__Description of the task__
Every line in the data below has to be repeated exactly; no picture belongs in the result.

□ □ □

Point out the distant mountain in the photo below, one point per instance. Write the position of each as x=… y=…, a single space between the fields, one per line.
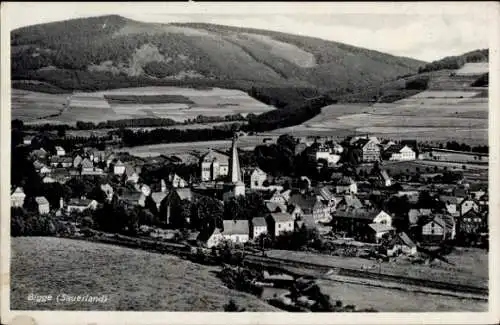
x=112 y=51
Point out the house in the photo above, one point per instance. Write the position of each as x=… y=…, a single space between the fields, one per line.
x=108 y=190
x=48 y=180
x=370 y=151
x=468 y=204
x=28 y=139
x=310 y=204
x=80 y=205
x=279 y=223
x=363 y=224
x=133 y=198
x=17 y=198
x=213 y=166
x=377 y=231
x=158 y=197
x=451 y=203
x=77 y=161
x=306 y=221
x=45 y=170
x=295 y=211
x=60 y=151
x=236 y=231
x=472 y=223
x=320 y=151
x=275 y=207
x=401 y=243
x=438 y=228
x=258 y=227
x=119 y=168
x=385 y=180
x=324 y=194
x=176 y=181
x=414 y=215
x=399 y=153
x=346 y=185
x=132 y=174
x=348 y=202
x=43 y=204
x=257 y=178
x=87 y=165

□ □ □

__Response__
Point out the distant mountain in the photo below, one point per instance. Write the position of each as x=… y=…, a single space between the fields, one per line.
x=112 y=51
Point out the house in the photo above, one point per instance. Write the position of each as x=… y=…, a single space between the fields, one per line.
x=108 y=190
x=48 y=180
x=370 y=151
x=468 y=204
x=28 y=139
x=310 y=204
x=80 y=205
x=279 y=223
x=363 y=224
x=133 y=198
x=17 y=198
x=213 y=166
x=377 y=231
x=158 y=197
x=451 y=203
x=77 y=161
x=306 y=221
x=45 y=170
x=295 y=211
x=60 y=151
x=236 y=231
x=472 y=223
x=320 y=151
x=275 y=207
x=401 y=243
x=438 y=228
x=258 y=227
x=119 y=168
x=385 y=180
x=324 y=194
x=176 y=181
x=414 y=215
x=399 y=153
x=346 y=185
x=132 y=174
x=348 y=202
x=43 y=204
x=257 y=178
x=87 y=165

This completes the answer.